• _WHAT THE TASK REQUIRES_
Rewrite everything from the line containing "player in blue" down to the line containing "(1157, 165)" in the items below, changing "keypoint" to "marker" and leaving the rest as it stands.

• _ENTRIES SUPPLIED_
====
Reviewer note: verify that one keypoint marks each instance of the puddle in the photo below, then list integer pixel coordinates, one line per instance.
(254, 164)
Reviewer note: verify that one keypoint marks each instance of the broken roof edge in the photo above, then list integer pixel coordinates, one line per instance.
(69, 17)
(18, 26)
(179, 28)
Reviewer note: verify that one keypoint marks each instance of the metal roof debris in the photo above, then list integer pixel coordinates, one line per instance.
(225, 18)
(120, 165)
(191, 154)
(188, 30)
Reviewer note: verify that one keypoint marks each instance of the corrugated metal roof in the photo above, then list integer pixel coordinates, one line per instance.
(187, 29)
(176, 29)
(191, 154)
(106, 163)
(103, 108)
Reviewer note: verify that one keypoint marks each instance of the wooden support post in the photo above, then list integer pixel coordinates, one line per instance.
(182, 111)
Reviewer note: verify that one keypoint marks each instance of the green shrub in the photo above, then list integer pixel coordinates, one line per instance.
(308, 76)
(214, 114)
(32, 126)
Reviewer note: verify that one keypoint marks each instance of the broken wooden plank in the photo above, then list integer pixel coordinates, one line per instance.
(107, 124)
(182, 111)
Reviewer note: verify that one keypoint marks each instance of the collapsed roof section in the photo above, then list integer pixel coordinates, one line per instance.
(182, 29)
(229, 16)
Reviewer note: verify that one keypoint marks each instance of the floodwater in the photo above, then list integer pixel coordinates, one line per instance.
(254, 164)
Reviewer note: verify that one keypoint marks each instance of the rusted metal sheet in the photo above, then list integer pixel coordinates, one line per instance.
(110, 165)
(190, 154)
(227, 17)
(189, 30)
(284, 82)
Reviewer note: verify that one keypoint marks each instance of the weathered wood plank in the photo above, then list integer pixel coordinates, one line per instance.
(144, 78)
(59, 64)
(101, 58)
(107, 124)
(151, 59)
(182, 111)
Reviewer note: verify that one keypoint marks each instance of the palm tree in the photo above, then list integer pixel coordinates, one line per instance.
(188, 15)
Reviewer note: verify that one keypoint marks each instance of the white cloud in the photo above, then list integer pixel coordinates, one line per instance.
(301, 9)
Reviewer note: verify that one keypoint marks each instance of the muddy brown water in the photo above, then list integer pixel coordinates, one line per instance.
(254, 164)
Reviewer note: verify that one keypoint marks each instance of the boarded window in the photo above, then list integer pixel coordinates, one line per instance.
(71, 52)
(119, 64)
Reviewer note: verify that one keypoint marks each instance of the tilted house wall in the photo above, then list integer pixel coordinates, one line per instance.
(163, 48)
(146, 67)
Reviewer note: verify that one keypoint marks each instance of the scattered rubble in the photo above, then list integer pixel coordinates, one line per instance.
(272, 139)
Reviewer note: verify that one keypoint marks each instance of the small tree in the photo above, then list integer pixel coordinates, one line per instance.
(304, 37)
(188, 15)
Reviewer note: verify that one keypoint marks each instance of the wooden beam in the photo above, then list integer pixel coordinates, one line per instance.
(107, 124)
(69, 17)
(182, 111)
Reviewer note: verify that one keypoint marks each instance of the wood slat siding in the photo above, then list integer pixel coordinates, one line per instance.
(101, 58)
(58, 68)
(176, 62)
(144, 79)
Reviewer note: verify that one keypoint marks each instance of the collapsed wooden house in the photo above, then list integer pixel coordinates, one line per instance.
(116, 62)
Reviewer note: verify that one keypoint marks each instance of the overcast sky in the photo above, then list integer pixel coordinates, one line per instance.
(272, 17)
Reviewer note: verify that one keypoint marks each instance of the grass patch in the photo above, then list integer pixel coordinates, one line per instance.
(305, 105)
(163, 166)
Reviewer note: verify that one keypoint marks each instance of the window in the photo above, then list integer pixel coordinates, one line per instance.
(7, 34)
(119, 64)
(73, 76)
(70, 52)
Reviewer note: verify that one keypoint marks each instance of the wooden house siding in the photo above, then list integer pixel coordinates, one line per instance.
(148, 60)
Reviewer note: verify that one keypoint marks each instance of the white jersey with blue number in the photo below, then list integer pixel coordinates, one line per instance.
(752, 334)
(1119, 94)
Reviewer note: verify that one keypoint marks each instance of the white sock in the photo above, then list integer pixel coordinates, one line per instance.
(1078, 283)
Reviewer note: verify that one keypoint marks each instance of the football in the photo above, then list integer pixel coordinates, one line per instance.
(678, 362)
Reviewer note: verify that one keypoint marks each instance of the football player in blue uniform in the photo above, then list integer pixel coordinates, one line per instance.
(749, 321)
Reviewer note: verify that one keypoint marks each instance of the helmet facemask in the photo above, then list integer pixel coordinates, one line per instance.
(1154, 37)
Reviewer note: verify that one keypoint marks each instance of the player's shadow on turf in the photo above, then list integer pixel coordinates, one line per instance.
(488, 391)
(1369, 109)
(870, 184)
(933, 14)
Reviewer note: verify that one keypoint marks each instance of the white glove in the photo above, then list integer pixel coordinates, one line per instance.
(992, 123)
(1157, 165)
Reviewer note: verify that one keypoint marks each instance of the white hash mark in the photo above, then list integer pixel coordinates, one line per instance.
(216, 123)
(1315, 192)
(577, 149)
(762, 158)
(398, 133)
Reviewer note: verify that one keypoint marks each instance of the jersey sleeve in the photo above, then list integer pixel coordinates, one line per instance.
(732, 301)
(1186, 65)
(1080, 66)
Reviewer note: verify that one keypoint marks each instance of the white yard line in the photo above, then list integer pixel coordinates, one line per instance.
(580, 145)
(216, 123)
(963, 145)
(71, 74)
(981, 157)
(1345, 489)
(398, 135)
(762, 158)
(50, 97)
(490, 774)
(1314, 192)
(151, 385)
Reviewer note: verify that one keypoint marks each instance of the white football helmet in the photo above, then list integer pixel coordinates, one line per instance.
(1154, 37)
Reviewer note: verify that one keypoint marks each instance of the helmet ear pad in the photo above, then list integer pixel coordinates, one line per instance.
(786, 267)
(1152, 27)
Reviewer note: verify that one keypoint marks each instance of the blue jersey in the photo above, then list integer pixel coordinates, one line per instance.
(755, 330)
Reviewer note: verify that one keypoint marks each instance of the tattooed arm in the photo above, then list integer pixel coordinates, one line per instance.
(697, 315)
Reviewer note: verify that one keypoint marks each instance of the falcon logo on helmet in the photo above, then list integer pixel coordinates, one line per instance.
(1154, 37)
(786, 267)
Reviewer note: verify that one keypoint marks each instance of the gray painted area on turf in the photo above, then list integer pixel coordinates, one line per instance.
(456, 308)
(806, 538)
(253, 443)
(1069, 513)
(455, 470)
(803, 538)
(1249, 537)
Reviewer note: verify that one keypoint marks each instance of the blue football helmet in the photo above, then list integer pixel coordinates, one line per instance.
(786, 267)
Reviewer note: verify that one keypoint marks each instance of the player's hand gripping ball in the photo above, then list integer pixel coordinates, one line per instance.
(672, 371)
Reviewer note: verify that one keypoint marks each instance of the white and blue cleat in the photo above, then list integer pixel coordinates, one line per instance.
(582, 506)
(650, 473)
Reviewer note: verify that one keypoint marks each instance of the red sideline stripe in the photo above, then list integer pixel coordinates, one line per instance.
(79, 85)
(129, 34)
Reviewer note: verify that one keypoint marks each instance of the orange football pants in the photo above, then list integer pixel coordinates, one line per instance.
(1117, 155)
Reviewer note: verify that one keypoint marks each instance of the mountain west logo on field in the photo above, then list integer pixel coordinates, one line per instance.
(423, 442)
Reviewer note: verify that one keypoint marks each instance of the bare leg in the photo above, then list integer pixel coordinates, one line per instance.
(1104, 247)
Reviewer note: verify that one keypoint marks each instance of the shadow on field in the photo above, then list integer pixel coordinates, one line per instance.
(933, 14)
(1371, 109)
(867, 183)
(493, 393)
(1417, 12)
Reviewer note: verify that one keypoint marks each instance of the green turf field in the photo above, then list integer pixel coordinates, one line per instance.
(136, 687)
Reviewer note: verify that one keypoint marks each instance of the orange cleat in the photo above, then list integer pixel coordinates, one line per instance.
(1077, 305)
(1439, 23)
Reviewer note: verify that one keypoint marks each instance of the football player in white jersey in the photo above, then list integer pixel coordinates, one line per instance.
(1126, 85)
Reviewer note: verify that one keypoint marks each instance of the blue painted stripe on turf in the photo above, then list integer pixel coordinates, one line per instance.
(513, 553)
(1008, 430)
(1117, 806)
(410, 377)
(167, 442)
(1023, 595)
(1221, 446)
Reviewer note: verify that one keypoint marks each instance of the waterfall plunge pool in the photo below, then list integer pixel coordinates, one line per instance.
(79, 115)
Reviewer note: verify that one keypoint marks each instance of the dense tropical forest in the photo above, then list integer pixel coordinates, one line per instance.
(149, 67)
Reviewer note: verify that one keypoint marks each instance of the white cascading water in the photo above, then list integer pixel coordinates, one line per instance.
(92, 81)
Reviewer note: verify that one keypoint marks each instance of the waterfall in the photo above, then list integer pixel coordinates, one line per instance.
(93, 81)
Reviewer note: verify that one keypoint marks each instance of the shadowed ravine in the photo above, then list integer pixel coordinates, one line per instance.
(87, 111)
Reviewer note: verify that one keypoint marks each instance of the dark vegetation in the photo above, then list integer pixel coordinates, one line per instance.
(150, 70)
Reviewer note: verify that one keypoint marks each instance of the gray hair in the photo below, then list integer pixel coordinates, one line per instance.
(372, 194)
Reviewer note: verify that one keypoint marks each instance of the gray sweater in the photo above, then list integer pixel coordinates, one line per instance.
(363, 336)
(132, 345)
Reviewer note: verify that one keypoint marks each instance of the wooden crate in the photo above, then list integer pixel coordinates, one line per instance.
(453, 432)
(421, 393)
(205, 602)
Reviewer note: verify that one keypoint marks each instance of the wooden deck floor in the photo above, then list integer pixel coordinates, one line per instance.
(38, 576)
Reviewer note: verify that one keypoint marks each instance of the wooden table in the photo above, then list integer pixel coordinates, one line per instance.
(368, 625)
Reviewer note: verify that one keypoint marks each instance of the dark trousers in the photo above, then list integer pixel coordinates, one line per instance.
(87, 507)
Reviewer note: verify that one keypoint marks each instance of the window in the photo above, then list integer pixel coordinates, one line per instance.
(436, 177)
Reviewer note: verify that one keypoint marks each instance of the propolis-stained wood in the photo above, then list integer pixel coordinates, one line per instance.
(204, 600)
====
• _SOLUTION TO THIS EXERCISE_
Reviewer note: verify that one marker marks each instance of the football player in blue uniform in the photo above, then list integer pixel coordinates, one line per instance.
(749, 321)
Reviewer note: verify that one marker marks each instance of the helmet facemask in the photo above, then list integer pixel coordinates, one line per instance.
(1154, 37)
Reviewer note: verify that one marker marks each instance of the player's shadow on turf in the photo above, then list integer pixel coordinates, one line per instance.
(488, 391)
(1369, 109)
(870, 184)
(933, 14)
Reviewer note: verify that one marker marks each instance of the white glove in the photo above, then list integer pixel coordinates, one line per instance.
(992, 123)
(1157, 165)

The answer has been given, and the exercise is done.